### What to do:
- A) From the post about the retreat, list each food served at breakfast on the final morning.
- B) Retype the part of the post about the retreat between "Dear reader just" and "It was magic!!!", inclusive.

### Source:
****************************************

Big thanks to the brilliant Avivah Wittenberg Cox my mentor and friend for her session that afternoon on four quarter lives and midlife pivots and for the lovely article she wrote about Noon, me and the retreat last weekend. If you haven’t yet checked out her Substack Elderberries I highly recommend it!

Monday morning brought a deep session of relaxation and calm as Paris (the lady of the manor) beguiled us all into “letting go” and embracing our own body’s wisdom and peace with a world-class yin yoga session followed by a magical soundbath. I’ve been privileged to attend a lot of this kind of thing but Paris’s version is of an entirely different order. Her playing of the crystal bowls feels like liquid rainbows and moonbeams soothing the nervous system – and coming after gentle yin session (so relaxing I heard more than one Queenager snoring) brings about a kind of trance of peace, wellbeing and receptivity. That was followed by a long steam, swim and jacuzzi in the glorious Broughton spa and a top lunch – followed by more Eidetics where we ended up in King Solomon’s court all being presented with our own personal symbol of wisdom. And then, shaking it up after a cocktail party (thanks Jen and Jackie) final supper (compliment au chef) we had perhaps my true highlight of the weekend our Salsa drumming workshop in the fire temple.

Dear reader just imagine if you can the childish delight and glee of 36 somewhat tiddly Queenagers unleashed on forty drums, cowbells and myriad instruments. Brazilian musician Claudio Cron told us about the origins of this carnival music in native Bahia, instructed us in the rhythms and let us loose. Oh, the glee. The laughter, the euphoria of 36 Queenagers free to be like kindergarten kids with a triangle. The whumping of drums. The clanging of cowbells. The childlike ecstatic laughter. The camraderie. The noise!! They could hear our carnival call miles away. I looked around the fire-temple in the midst of our joyous din and saw every single face lit up with fun, childish glee and exhilaration. It was magic!!!

This time of our life is all about shedding what no longer serves us (and yes that can be the thing that was slam, bang centre in our lives) – that does not happen with out pain. It’s a bit like a massive pruning; snipping off the old tendrils, the dying shoots. Christ it hurts. But the good news is that the aftermath, the return to juicy green shoots of purpose and joy is worth it. And joy and fun for me have always been at the very heart of the Queenager project and what we do at NOON. Looking around that fire temple at all of your beloved ladies having the time of your lives (one of you said it was ‘my best night ever’) brought tears of happiness to my eyes. I couldn’t believe that what had begun as an idea in my head and a dream expressed through my fingers on the keyboard had manifested into this wonderful thing. I was humbled and speechless with delight.

And then our final morning. Another delicious breakfast of eggs and toast, berries and granola followed by walking the labyrinth silent and barefoot. I love the way we all circle in – on the same path, together, but alone, some in front, some behind, on the same journey thinking our own thoughts but there as one.

****************************************

### Rows from a box labeling dataset:
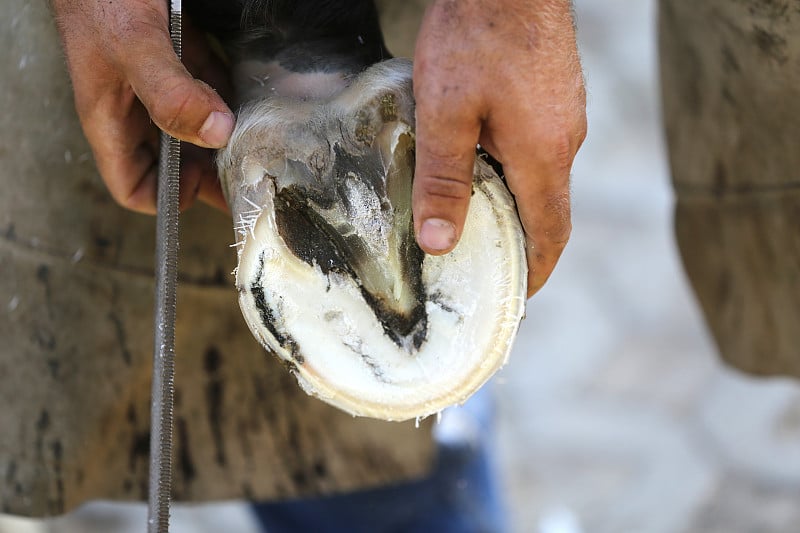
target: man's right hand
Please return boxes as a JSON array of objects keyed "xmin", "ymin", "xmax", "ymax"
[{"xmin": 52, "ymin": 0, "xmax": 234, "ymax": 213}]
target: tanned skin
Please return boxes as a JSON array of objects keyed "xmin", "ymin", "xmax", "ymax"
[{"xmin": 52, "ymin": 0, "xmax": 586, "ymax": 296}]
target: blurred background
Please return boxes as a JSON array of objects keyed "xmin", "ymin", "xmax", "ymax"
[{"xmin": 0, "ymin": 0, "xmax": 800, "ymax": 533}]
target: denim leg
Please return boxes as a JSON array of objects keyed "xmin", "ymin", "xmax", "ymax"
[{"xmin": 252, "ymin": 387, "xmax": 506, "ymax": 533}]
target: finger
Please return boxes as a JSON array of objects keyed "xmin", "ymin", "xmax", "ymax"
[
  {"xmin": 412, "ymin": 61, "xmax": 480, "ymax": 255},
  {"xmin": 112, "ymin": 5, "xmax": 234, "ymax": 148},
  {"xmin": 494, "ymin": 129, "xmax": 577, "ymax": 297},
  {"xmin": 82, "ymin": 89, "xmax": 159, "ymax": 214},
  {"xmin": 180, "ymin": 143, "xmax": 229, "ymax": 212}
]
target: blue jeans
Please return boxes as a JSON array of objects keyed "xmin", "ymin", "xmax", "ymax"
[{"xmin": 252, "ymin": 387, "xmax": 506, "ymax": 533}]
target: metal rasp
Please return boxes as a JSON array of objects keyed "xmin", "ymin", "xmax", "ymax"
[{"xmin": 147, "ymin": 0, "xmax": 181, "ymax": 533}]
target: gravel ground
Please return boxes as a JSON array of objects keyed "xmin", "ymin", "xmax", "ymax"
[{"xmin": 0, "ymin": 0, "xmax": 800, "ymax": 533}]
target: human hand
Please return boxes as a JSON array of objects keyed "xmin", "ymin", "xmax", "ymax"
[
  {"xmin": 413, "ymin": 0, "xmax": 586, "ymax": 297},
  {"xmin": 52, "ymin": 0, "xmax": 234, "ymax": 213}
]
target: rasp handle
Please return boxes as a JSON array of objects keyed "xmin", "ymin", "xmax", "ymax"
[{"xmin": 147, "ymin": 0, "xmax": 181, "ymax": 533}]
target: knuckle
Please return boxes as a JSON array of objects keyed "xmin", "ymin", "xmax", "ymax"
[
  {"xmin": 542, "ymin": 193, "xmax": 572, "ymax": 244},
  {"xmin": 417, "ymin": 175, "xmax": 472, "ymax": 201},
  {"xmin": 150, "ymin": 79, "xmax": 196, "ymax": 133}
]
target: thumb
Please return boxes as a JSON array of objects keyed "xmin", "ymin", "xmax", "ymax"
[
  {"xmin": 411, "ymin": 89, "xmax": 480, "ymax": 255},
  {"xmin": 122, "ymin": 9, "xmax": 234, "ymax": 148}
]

****************************************

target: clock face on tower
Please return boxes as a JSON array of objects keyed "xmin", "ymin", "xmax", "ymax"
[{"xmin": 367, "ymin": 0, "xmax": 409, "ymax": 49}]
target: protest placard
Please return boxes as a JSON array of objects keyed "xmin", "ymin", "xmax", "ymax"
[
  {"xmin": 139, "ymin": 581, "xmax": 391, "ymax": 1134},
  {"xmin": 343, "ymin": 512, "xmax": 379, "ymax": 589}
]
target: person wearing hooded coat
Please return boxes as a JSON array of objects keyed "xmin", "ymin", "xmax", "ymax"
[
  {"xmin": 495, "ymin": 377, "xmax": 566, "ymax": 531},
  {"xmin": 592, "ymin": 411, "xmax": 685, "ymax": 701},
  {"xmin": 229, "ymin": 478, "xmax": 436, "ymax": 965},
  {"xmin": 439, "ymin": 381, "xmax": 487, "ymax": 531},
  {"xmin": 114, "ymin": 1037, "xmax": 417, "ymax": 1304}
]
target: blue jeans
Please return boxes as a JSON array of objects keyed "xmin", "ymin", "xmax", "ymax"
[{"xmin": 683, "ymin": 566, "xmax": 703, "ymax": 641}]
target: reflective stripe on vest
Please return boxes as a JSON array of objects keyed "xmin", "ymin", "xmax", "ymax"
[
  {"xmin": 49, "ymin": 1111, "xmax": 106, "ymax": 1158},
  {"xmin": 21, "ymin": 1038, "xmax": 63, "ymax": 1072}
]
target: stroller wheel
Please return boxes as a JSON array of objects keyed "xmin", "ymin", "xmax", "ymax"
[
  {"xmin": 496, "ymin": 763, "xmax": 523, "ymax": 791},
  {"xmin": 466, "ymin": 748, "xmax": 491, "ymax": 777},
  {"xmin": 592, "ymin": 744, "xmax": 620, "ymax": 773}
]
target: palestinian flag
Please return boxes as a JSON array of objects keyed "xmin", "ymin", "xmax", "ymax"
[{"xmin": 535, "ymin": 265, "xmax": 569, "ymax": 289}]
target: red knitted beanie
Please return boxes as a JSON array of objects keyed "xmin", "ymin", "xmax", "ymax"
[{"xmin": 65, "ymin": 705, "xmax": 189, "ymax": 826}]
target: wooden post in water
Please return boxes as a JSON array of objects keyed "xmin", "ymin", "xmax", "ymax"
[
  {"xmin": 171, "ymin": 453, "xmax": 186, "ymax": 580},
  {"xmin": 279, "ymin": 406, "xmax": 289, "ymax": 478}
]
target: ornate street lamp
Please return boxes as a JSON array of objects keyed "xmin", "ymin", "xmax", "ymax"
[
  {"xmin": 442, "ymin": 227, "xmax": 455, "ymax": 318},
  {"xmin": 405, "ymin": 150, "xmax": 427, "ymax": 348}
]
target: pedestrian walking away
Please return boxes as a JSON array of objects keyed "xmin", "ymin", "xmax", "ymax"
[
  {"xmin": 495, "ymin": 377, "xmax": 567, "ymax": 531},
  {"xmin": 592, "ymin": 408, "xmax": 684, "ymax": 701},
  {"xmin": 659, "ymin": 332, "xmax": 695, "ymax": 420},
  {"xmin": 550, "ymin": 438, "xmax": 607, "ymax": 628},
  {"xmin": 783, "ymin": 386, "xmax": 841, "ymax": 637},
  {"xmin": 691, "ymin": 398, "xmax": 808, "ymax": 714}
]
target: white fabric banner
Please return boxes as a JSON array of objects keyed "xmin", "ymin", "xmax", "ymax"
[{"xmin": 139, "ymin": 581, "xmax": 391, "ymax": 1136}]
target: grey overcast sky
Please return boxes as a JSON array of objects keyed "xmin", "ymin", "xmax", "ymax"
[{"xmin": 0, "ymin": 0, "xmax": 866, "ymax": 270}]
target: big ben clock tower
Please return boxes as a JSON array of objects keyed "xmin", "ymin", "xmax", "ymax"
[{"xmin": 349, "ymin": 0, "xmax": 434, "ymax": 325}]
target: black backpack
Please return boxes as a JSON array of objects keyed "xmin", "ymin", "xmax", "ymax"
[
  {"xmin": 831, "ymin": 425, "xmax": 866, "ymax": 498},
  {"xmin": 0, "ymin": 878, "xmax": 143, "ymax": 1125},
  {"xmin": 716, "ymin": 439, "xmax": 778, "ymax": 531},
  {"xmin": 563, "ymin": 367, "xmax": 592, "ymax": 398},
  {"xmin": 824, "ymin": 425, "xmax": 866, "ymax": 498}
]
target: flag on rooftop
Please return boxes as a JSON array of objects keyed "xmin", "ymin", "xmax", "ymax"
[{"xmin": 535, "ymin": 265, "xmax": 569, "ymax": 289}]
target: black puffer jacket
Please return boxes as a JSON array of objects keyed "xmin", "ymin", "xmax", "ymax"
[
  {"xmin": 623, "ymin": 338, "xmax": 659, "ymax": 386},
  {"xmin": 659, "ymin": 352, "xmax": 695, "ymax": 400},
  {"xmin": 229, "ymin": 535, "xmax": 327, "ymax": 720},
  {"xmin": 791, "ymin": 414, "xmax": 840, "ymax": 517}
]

****************************************

### Exercise solutions:
- A) eggs, toast, berries, granola

- B)
Dear reader just imagine if you can the childish delight and glee of 36 somewhat tiddly Queenagers unleashed on forty drums, cowbells and myriad instruments. Brazilian musician Claudio Cron told us about the origins of this carnival music in native Bahia, instructed us in the rhythms and let us loose. Oh, the glee. The laughter, the euphoria of 36 Queenagers free to be like kindergarten kids with a triangle. The whumping of drums. The clanging of cowbells. The childlike ecstatic laughter. The camraderie. The noise!! They could hear our carnival call miles away. I looked around the fire-temple in the midst of our joyous din and saw every single face lit up with fun, childish glee and exhilaration. It was magic!!!